/---

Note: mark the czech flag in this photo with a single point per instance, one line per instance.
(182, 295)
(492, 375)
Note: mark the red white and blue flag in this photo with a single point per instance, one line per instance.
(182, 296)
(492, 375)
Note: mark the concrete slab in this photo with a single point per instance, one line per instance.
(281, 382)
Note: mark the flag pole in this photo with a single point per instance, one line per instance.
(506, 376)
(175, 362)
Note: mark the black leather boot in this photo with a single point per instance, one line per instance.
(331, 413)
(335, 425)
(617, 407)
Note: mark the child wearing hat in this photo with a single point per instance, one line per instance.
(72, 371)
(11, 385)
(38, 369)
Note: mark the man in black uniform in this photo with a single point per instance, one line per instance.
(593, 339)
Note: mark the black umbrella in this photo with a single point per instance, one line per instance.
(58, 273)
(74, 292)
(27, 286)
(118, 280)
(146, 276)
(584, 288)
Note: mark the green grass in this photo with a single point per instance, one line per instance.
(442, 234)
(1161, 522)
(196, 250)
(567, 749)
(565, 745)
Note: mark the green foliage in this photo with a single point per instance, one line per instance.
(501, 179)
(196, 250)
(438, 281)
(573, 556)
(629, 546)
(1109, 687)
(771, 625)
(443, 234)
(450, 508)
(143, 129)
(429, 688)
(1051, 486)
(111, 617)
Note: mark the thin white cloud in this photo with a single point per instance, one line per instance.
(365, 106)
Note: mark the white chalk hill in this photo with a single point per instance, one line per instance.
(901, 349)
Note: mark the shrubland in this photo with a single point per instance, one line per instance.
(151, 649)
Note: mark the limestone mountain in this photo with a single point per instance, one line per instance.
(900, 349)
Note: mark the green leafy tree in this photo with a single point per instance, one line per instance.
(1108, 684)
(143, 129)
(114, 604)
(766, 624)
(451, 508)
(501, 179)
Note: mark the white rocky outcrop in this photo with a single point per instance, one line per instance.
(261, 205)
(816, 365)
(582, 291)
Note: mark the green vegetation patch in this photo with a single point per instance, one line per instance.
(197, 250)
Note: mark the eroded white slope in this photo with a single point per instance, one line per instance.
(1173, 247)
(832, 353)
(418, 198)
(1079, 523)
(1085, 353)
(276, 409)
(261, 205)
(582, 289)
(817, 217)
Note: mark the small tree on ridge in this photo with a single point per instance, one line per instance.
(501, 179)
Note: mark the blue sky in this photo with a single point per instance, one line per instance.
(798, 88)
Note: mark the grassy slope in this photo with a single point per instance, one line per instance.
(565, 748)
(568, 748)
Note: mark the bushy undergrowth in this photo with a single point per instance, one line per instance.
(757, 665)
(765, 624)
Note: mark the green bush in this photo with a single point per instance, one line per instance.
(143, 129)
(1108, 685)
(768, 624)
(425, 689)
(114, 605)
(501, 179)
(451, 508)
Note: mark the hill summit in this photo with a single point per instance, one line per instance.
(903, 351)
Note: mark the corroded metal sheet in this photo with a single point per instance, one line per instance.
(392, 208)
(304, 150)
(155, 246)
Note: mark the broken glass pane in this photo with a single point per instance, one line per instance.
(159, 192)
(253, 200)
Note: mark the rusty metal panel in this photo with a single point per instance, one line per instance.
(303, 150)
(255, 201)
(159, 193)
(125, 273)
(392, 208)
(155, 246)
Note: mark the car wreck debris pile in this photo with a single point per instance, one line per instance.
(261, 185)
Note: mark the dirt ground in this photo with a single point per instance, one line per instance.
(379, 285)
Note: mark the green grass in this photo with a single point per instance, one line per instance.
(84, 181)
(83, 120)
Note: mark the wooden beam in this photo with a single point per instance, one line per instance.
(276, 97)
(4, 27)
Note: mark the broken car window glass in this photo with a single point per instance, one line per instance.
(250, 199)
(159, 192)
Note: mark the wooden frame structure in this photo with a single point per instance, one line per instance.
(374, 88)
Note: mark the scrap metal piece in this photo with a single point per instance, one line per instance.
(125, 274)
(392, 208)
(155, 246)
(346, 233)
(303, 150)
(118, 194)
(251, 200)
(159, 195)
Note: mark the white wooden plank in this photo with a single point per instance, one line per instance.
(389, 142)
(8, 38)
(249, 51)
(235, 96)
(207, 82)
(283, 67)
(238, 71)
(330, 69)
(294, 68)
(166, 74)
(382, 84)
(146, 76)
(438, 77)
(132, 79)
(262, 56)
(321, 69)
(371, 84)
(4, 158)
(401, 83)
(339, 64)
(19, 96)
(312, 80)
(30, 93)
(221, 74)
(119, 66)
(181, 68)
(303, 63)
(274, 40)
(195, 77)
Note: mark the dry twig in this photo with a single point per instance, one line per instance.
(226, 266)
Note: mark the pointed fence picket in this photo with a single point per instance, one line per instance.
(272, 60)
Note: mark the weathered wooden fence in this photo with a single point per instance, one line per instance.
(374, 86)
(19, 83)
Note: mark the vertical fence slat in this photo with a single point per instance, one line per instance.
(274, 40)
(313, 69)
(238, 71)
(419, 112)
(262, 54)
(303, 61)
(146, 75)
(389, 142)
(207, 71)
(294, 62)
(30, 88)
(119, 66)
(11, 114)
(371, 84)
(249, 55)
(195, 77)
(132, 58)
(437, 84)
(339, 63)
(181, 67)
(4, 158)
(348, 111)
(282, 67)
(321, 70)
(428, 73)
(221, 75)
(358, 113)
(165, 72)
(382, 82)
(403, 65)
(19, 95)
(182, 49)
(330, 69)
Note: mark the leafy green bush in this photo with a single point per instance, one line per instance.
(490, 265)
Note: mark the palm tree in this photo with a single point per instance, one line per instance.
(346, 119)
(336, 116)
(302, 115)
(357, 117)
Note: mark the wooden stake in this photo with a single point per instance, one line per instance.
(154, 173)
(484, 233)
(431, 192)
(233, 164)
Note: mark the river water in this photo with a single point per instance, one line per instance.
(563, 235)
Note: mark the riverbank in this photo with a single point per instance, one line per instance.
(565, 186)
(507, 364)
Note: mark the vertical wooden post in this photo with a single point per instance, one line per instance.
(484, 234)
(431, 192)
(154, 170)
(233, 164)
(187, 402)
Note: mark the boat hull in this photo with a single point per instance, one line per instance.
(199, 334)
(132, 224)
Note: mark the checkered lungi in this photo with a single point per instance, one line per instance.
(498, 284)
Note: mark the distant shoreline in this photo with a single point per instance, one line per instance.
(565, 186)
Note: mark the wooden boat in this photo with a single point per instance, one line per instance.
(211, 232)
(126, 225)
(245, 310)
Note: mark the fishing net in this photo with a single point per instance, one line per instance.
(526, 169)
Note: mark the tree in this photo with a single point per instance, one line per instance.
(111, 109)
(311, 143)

\---

* **What you are asked to do**: Reproduce all of the records above, substituting "one point" for each occurrence of "a single point" and leaving everything else unchanged.

* **Final result**:
Note: mark the czech flag in this photo with one point per instance, one line per instance.
(182, 295)
(492, 375)
Note: mark the red white and blue flag in this photo with one point per instance, one line per instance.
(182, 296)
(492, 375)
Note: mark the concrete slab in this photo with one point per instance, one line per instance.
(281, 382)
Note: mark the flag pole in this photo with one point per instance, one line per instance.
(506, 376)
(175, 362)
Note: mark the black leather boot in this photo with one point per instance, one line per instance.
(331, 413)
(335, 425)
(617, 407)
Note: mark the child wearing hat in this photo with one point per instance, one line per instance.
(72, 371)
(11, 385)
(38, 369)
Note: mark the man in black uniform in this photo with one point per instance, one line per instance.
(593, 339)
Note: mark the black umbrella in this photo with one point per instance, one line per instance.
(58, 273)
(74, 292)
(27, 286)
(118, 280)
(146, 276)
(584, 288)
Note: mark the green grass in this photo with one point per instance, one line per instance.
(442, 234)
(1161, 522)
(196, 250)
(567, 749)
(565, 745)
Note: mark the green foliage in this photo with one point per instance, one line per instance.
(501, 179)
(196, 250)
(438, 281)
(573, 556)
(629, 546)
(1109, 687)
(771, 625)
(443, 234)
(450, 508)
(143, 129)
(429, 688)
(1051, 486)
(111, 617)
Note: mark the thin white cloud in this photo with one point per instance, one line per instance.
(365, 106)
Note: mark the white chalk hill in this photo with one point per instance, one line per instance.
(901, 349)
Note: mark the shrubland in this photo with one point per instance, one line per instance.
(151, 649)
Note: mark the limestone mountain in this photo with one point per instance, one line per instance.
(900, 349)
Note: mark the green leafy tree in this photo with one point per instance, one line per instance.
(1108, 684)
(143, 129)
(114, 604)
(766, 624)
(451, 508)
(501, 179)
Note: mark the white rocky outcrop in this photo with one point per instance, one line per instance.
(261, 205)
(816, 365)
(582, 291)
Note: mark the green vegetation patch in this photo with one point per instance, one line per instance.
(197, 250)
Note: mark the eroded white slope in this photo with one point per instance, one line per instance.
(1173, 247)
(832, 353)
(418, 198)
(1079, 523)
(1085, 353)
(276, 409)
(261, 205)
(582, 289)
(817, 217)
Note: mark the small tree on ridge in this photo with one point per instance, one line per instance.
(501, 179)
Note: mark the blue sky in this photo with one point per instance, one line per instance.
(798, 88)
Note: mark the grassy slope in this photo with one point per instance, one line per instance.
(565, 748)
(568, 748)
Note: mark the bushy undergrowth in this photo with one point per instance, one line per instance.
(757, 665)
(765, 624)
Note: mark the green bush in this photo with one point per instance, one line per instance.
(143, 129)
(1108, 685)
(768, 624)
(425, 689)
(114, 605)
(501, 179)
(451, 508)
Note: mark the hill summit in this photo with one point per instance, one line per instance.
(903, 351)
Note: mark the corroded metal sheet in this photo with one point per instance, one line per instance.
(392, 208)
(304, 150)
(155, 246)
Note: mark the broken glass pane in this photo with one point per instance, one line per instance.
(159, 192)
(253, 200)
Note: mark the rusty metal panel in this photo with one point per instance, one line per instance.
(303, 150)
(255, 201)
(159, 193)
(125, 273)
(392, 208)
(155, 246)
Note: mark the car wreck debris pile in this photo with one point per instance, one line per instance.
(261, 185)
Note: mark the dirt ground in this photo with one point per instance, one line per instance.
(379, 285)
Note: mark the green grass in this photo with one point per instance, one line per instance.
(84, 181)
(83, 120)
Note: mark the wooden beam in this photo with one point per instance, one line per instance.
(276, 97)
(4, 27)
Note: mark the broken car window glass in this photo with one point per instance, one line per instance.
(250, 199)
(159, 192)
Note: mark the wooden frame structure in this photo with one point per instance, one line per instance.
(374, 88)
Note: mark the scrap metal piece in this photo with one point per instance, one line per instance.
(125, 274)
(392, 208)
(155, 246)
(346, 233)
(303, 150)
(118, 194)
(251, 200)
(159, 195)
Note: mark the white wooden plank in this photo with one point per instance, one line per instance.
(389, 142)
(8, 38)
(249, 51)
(235, 96)
(207, 82)
(283, 67)
(238, 71)
(330, 69)
(294, 68)
(166, 74)
(382, 84)
(146, 76)
(438, 77)
(132, 79)
(262, 56)
(321, 69)
(371, 84)
(4, 158)
(401, 83)
(339, 64)
(19, 96)
(312, 80)
(30, 93)
(221, 74)
(119, 66)
(181, 68)
(303, 63)
(274, 40)
(195, 77)
Note: mark the dry twig in this photo with one point per instance, one line per instance.
(226, 266)
Note: mark the pointed fence picket in this photo with one point per instance, one line per instance.
(272, 60)
Note: mark the weathered wooden fence in this photo with one point per instance, one line per instance.
(374, 86)
(19, 83)
Note: mark the vertical fence slat in this photo with one point per instance, one line per instance.
(274, 40)
(313, 69)
(238, 71)
(419, 112)
(262, 54)
(303, 61)
(146, 75)
(389, 142)
(207, 71)
(294, 62)
(30, 88)
(119, 66)
(11, 114)
(371, 84)
(249, 55)
(195, 77)
(132, 58)
(437, 84)
(339, 63)
(181, 67)
(4, 158)
(348, 111)
(282, 67)
(321, 70)
(428, 73)
(221, 75)
(358, 113)
(165, 72)
(382, 82)
(403, 65)
(19, 95)
(182, 49)
(330, 69)
Note: mark the leafy green bush in this photo with one point per instance, one line per instance.
(490, 265)
Note: mark the palm tree in this photo with one point per instance, one line per instance.
(346, 119)
(336, 116)
(302, 115)
(357, 117)
Note: mark the wooden stake in this photo with one point per instance, one line per instance.
(154, 173)
(484, 233)
(431, 192)
(233, 164)
Note: mark the river water in this photo with one point per instance, one line per instance.
(563, 235)
Note: mark the riverbank in this photo with one point per instance, one line per instance.
(565, 186)
(507, 364)
Note: mark the vertical wooden post in this photo with one point per instance, one line per instance.
(484, 234)
(431, 192)
(154, 170)
(233, 164)
(187, 402)
Note: mark the boat hull in this photo with one point per instance, one line per instance.
(199, 334)
(132, 224)
Note: mark the checkered lungi in this photo with one point per instance, one line per instance.
(498, 284)
Note: mark the distant shoreline in this photo with one point per instance, one line per instance.
(565, 186)
Note: mark the wooden boat in this photo with one point per instance, one line per instance.
(211, 232)
(126, 225)
(245, 310)
Note: mark the fishing net in this photo with one point per instance, one line per instance.
(526, 169)
Note: mark the tree in this photo with one point per instance, one line per instance.
(111, 109)
(311, 143)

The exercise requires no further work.